▸ **BRIEF**
Every record below should be printed exactly as it appears.

Pointing dataset excerpts
○ ○ ○
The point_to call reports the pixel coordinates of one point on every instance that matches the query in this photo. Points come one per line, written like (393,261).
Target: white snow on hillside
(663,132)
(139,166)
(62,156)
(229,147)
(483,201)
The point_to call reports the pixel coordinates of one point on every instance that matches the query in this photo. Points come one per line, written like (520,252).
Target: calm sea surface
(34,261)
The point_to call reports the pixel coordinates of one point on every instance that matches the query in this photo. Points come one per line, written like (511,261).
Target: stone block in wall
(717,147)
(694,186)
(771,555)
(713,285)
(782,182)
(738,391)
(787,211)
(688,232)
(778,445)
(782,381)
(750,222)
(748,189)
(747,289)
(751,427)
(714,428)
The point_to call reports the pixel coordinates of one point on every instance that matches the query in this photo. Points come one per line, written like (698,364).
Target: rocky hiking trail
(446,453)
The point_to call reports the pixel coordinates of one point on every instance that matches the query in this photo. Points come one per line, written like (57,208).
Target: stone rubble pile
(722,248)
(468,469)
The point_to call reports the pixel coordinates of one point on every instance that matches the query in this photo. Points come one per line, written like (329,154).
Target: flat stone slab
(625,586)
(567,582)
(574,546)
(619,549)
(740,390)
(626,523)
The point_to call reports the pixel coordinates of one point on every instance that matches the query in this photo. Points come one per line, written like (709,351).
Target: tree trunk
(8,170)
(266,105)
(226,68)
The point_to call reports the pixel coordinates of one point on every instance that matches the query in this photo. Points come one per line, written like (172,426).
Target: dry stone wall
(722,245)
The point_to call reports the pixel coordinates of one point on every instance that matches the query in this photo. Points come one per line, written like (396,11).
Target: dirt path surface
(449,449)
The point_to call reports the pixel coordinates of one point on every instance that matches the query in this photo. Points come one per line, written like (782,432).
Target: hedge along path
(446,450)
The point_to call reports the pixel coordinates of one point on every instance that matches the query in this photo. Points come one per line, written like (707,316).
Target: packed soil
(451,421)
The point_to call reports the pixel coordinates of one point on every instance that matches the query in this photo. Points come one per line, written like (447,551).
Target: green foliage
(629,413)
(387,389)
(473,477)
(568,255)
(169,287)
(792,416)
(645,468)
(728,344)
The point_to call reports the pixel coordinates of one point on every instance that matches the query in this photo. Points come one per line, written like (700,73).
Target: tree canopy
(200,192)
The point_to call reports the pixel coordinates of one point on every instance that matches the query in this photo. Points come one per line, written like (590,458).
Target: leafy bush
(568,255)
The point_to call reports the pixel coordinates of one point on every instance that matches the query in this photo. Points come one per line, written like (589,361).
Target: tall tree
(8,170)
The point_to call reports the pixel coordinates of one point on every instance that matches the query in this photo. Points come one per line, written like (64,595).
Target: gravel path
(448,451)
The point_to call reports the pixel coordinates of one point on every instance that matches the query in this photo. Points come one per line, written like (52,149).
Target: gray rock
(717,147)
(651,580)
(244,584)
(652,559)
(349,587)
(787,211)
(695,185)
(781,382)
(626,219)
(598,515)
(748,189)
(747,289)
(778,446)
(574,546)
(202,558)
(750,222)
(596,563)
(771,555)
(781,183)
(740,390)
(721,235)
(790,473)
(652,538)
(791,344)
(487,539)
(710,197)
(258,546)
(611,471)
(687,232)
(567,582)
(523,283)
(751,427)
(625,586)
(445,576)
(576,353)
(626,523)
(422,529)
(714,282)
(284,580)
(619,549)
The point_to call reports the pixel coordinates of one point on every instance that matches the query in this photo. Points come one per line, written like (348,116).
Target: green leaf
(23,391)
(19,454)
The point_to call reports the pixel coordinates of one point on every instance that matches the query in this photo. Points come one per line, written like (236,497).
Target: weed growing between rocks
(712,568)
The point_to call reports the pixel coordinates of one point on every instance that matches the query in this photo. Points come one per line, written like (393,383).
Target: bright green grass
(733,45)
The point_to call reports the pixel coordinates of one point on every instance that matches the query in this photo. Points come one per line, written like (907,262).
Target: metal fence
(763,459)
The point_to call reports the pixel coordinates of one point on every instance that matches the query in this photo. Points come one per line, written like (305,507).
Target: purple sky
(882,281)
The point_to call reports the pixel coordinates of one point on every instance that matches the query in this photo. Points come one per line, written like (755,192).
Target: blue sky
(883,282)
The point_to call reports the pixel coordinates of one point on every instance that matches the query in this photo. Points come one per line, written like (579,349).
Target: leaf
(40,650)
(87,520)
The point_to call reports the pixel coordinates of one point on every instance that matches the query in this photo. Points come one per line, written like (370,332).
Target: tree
○ ○ ○
▸ **RESPONSE TO THIS EXERCISE**
The point_to call reports the pixel coordinates of one point on every instance that matches the query in this photo. Points come one per line, written like (393,261).
Target: white snow on hillside
(663,132)
(139,166)
(62,156)
(229,147)
(483,201)
The point_to call reports the pixel coordinates of one point on every instance that matches the query in this photo. Points come one per line, written like (520,252).
Target: calm sea surface
(34,261)
The point_to call reports the pixel coordinates of one point on every instance that matches the query in this photo. Points come one per line, written like (511,261).
Target: stone block in wall
(717,147)
(694,186)
(771,555)
(713,285)
(782,182)
(738,391)
(787,211)
(688,232)
(778,445)
(782,381)
(750,222)
(748,189)
(747,289)
(751,427)
(714,428)
The point_to call reports the pixel coordinates of one point on every instance that matches the query in this photo. Points come one per line, written like (698,364).
Target: rocky hiking trail
(446,453)
The point_to call reports the pixel coordinates of one point on every instance that matches the query in this photo. Points come one per line, written like (57,208).
Target: stone rubble pile
(722,248)
(468,469)
The point_to call reports the pixel coordinates of one point on every instance that matches the query in this photo. Points come one per line, written like (329,154).
Target: flat stone slab
(625,586)
(567,582)
(574,546)
(619,549)
(740,390)
(626,523)
The point_to call reports the pixel coordinates of one point on every instance that matches the query in this photo. Points come one per line, written like (709,351).
Target: tree trunk
(8,170)
(266,105)
(226,68)
The point_to call reports the pixel coordinates of one point on every instance that matches the query in this photo. Points come one per line, written like (172,426).
Target: dry stone wall
(722,245)
The point_to call reports the pixel coordinates of one point on every instance that matches the query in this photo. Points come one per line, written like (396,11).
Target: dirt path surface
(449,449)
The point_to call reports the pixel coordinates of one point on every instance that matches the query in this photo. Points come one per line, written like (782,432).
Target: hedge along path
(446,450)
The point_to call reports the pixel coordinates of one point on every instance that matches the query in this photo. Points come one per line, written like (707,316).
Target: packed soil
(451,421)
The point_to call reports the pixel coordinates of one point on every instance that matches the query in this photo. Points come one per line, written like (447,551).
Target: green foliage
(629,413)
(387,389)
(473,477)
(568,255)
(169,287)
(792,416)
(645,468)
(728,344)
The point_to call reports the pixel coordinates of one point on every instance that matches the query in this photo. Points come one per line, written like (700,73).
Target: tree canopy
(200,192)
The point_to call reports the pixel coordinates of one point on every instance that matches the query in this photo. Points come one per line, written like (590,458).
Target: leafy bush
(568,255)
The point_to call reports the pixel coordinates of one point on every instance that matches the query in this photo. Points come one per line, written like (589,361).
Target: tall tree
(8,170)
The point_to call reports the pixel coordinates of one point on every instance that matches the query in this photo. Points come one per line, written like (64,595).
Target: gravel path
(448,451)
The point_to call reports the pixel coordinates of one point on every instance that matches the query in this photo. Points come one per line, written like (52,149).
Target: gray rock
(717,147)
(651,580)
(244,584)
(652,559)
(349,587)
(787,211)
(695,185)
(781,382)
(626,219)
(598,515)
(748,189)
(747,289)
(778,446)
(574,546)
(202,558)
(750,222)
(596,563)
(771,555)
(781,183)
(740,390)
(721,235)
(790,473)
(652,538)
(791,344)
(487,539)
(710,197)
(258,546)
(611,471)
(687,232)
(567,582)
(523,283)
(751,427)
(625,586)
(445,576)
(576,353)
(626,523)
(422,529)
(714,282)
(284,580)
(619,549)
The point_to call reports the pixel coordinates of one point on every instance that matches the query in this photo. Points come one per line, written like (348,116).
Target: green leaf
(23,391)
(19,454)
The point_to call reports the pixel coordinates of one point on every instance that matches the query in this photo. Points come one per line, written like (236,497).
Target: weed growing between rocks
(712,568)
The point_to call reports the pixel coordinates of one point on every instance that matches the query in this photo. Points come one per line, written like (393,383).
Target: bright green grass
(733,45)
The point_to call reports the pixel coordinates of one point on every instance that matches the query in this photo. Points come one per line, written like (907,262).
Target: metal fence
(763,459)
The point_to call reports the pixel coordinates of one point on every instance that matches the query in this photo. Points come one per line, written like (305,507).
Target: purple sky
(882,281)
The point_to call reports the pixel coordinates of one point on every instance that matches the query in this photo. Points come one per line, written like (755,192).
Target: blue sky
(883,282)
The point_to call reports the pixel coordinates of one point on every instance that matches the query in this photo. Points come one per line, written like (579,349).
Target: leaf
(40,650)
(87,520)
The point_to call reports the pixel coordinates of one point on every instance that matches the query in this photo. Points come one per line, written like (370,332).
Target: tree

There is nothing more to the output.